* _Exercise inputs_
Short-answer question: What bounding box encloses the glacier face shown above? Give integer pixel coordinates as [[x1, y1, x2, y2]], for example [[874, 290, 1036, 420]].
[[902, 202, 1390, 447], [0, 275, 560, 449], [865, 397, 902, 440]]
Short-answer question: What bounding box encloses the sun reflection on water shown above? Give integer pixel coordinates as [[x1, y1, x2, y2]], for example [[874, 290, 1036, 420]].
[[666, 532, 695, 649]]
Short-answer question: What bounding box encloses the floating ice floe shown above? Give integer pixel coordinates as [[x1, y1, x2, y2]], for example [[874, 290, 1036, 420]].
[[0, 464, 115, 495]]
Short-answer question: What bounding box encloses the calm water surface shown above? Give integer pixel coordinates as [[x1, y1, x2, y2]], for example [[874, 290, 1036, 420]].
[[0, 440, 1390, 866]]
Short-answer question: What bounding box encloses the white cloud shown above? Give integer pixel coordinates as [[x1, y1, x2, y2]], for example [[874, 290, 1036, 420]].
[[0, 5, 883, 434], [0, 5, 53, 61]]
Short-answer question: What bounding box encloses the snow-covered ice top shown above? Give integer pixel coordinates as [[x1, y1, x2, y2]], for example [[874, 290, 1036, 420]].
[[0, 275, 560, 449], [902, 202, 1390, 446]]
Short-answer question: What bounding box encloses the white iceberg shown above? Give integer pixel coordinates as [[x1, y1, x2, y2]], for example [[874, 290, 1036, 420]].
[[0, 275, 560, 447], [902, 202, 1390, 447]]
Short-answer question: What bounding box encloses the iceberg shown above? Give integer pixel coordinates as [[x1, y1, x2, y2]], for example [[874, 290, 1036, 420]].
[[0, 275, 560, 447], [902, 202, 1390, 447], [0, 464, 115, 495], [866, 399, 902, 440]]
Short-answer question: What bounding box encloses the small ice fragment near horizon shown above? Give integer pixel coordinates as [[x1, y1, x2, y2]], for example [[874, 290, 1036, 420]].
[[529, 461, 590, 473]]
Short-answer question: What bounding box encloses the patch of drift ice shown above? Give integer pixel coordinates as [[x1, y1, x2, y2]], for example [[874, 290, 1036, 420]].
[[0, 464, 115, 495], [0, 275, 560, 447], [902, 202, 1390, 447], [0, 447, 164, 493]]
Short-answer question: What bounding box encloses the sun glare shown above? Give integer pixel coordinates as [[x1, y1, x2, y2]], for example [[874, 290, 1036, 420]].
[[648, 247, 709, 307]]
---
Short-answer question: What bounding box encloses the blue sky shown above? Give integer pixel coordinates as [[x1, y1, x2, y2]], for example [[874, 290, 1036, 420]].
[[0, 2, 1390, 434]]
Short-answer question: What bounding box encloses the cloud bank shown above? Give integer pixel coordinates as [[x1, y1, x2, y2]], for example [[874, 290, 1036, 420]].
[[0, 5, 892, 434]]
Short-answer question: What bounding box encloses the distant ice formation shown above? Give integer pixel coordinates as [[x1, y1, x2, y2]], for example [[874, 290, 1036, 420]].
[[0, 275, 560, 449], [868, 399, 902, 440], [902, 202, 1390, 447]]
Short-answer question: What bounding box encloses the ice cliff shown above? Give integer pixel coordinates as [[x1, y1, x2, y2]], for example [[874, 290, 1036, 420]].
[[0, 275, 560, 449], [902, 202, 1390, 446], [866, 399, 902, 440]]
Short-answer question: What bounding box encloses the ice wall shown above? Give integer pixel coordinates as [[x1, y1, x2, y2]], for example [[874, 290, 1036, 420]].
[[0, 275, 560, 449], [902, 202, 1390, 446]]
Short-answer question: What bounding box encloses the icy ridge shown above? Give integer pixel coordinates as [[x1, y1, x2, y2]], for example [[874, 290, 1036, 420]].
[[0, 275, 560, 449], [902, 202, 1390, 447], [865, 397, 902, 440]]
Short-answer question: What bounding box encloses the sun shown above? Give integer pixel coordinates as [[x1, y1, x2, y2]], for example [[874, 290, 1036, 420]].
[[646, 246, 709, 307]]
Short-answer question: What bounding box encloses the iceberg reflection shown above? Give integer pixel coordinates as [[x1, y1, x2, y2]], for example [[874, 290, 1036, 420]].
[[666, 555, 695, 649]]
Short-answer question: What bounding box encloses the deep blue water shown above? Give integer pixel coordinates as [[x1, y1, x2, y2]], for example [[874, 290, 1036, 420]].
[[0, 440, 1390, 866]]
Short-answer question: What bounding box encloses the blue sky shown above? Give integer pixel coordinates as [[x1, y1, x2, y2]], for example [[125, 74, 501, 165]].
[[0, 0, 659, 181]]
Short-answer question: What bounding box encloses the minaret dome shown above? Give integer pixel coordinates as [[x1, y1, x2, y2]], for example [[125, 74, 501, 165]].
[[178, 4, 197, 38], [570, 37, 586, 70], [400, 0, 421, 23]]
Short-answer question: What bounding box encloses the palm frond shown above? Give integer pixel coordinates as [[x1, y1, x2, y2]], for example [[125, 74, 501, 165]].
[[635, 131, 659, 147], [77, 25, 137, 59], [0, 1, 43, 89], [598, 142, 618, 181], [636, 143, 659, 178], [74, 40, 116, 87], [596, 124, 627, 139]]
...
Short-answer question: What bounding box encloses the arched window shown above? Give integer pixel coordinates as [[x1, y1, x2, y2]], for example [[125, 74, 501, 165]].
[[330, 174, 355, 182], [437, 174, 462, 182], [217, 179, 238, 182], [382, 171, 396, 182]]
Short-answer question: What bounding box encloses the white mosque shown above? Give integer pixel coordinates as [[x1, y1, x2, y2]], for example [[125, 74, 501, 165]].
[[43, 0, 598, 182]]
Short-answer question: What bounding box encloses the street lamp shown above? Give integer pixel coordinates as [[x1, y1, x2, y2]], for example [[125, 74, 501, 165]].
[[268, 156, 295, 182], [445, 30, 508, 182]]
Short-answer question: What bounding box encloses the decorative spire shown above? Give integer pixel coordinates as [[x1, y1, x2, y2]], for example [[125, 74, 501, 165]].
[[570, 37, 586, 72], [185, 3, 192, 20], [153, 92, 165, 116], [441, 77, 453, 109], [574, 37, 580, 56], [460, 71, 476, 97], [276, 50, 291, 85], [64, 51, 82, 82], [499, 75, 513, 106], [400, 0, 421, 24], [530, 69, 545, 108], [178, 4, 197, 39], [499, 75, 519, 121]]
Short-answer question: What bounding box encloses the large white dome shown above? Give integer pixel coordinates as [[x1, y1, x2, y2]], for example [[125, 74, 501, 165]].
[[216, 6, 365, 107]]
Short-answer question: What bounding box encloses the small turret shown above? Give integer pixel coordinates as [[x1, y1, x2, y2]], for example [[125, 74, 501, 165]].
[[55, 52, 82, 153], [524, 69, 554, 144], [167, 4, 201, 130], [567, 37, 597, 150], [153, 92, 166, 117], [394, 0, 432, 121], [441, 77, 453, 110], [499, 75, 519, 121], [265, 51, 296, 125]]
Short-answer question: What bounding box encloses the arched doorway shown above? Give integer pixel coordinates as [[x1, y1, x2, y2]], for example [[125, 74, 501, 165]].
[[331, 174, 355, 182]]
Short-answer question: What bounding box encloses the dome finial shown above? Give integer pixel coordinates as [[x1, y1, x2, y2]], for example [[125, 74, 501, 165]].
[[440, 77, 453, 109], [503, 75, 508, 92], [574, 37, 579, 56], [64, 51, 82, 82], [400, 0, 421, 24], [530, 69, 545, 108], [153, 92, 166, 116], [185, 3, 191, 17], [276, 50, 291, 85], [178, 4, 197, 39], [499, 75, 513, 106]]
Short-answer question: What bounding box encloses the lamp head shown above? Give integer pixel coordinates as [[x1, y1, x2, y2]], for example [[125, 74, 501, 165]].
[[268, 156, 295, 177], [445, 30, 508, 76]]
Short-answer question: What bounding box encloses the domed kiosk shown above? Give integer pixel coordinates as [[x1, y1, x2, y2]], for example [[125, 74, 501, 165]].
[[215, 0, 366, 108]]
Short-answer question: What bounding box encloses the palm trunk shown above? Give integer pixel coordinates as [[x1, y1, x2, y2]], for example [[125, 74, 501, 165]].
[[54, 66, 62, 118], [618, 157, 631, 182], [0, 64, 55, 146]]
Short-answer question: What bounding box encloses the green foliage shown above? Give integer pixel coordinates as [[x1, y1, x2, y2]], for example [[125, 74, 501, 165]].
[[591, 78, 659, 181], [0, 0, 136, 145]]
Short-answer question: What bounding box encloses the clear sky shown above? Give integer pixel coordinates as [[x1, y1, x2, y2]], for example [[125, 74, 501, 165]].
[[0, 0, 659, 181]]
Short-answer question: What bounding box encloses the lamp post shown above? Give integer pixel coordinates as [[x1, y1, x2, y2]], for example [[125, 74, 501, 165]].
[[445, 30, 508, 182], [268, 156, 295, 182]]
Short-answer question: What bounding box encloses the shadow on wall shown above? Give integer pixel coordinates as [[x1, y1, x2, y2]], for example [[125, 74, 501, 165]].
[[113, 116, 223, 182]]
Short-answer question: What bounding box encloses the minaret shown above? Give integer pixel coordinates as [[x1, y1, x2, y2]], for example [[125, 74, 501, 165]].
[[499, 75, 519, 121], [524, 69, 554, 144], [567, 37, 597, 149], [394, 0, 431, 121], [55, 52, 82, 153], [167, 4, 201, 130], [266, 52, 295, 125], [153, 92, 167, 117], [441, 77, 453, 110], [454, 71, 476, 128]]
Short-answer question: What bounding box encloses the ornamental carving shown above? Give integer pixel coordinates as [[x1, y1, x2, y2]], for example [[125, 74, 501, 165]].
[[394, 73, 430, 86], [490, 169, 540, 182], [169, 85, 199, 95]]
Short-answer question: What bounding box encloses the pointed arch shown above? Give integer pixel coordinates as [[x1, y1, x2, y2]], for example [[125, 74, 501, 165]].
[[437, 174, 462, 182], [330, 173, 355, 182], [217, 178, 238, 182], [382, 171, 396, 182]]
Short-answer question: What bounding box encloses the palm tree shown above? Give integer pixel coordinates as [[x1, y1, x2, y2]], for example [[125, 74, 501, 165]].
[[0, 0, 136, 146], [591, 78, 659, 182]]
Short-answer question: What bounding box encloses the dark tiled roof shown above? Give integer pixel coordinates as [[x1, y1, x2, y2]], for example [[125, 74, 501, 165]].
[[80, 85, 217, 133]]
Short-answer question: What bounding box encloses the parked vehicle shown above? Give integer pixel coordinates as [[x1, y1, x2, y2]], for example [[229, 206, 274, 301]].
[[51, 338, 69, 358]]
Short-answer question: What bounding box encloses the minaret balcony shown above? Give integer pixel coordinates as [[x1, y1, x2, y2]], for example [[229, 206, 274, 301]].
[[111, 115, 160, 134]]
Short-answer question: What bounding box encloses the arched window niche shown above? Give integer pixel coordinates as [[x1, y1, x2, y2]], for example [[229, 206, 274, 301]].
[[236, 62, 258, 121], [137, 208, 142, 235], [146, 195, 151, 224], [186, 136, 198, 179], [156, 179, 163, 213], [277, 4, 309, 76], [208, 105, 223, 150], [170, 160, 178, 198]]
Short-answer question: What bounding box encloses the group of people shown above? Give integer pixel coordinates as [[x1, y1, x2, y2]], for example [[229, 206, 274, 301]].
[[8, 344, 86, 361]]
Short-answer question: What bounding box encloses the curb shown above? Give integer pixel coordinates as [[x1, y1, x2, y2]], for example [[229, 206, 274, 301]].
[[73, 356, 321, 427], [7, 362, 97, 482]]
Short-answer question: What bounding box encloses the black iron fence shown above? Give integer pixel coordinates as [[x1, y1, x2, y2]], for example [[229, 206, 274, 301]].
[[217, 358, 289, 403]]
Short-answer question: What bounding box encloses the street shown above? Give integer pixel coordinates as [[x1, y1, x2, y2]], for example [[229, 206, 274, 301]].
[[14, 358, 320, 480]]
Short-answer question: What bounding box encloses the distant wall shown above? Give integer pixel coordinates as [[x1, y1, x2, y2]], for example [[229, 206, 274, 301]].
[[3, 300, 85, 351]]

* _Problem to solve_
Switch "small ice fragment" to "small ice chunk" in the lines from the one with "the white iceberg" to the one with "[[648, 247, 709, 307]]", and give back only those lines with nothing else changed.

* _Exercise solution_
Short-answer question: What bounding box encloses the white iceberg shown above? Give integer pixel coordinates as [[x1, y1, x2, y2]], for example [[874, 290, 1036, 420]].
[[0, 275, 560, 447], [902, 202, 1390, 447]]
Short-answer question: What bounding box encloses the iceberg shown above? Give integer pixel coordinates as [[x1, y1, x2, y2]], for example [[874, 290, 1036, 420]].
[[0, 275, 560, 447], [902, 202, 1390, 447], [0, 464, 115, 495], [866, 399, 902, 440]]
Short-answer question: What bounding box encloses the small ice chunk near horizon shown above? Give integer pixel coordinates as [[x1, y1, x2, y2]], for example [[874, 290, 1036, 420]].
[[529, 461, 590, 473]]
Short-answer question: What bounding box encloses the patch of drift ice shown above? Give integer pixel coordinates as [[x1, y1, x2, y2]], for example [[874, 290, 1036, 420]].
[[0, 464, 115, 495], [0, 275, 560, 447], [902, 202, 1390, 447], [0, 447, 164, 493]]
Short-answer question: What bounding box encloses the sun glare shown above? Give integer pixel coordinates as [[x1, y1, x2, y2]], for example [[874, 290, 1036, 420]].
[[648, 247, 709, 307]]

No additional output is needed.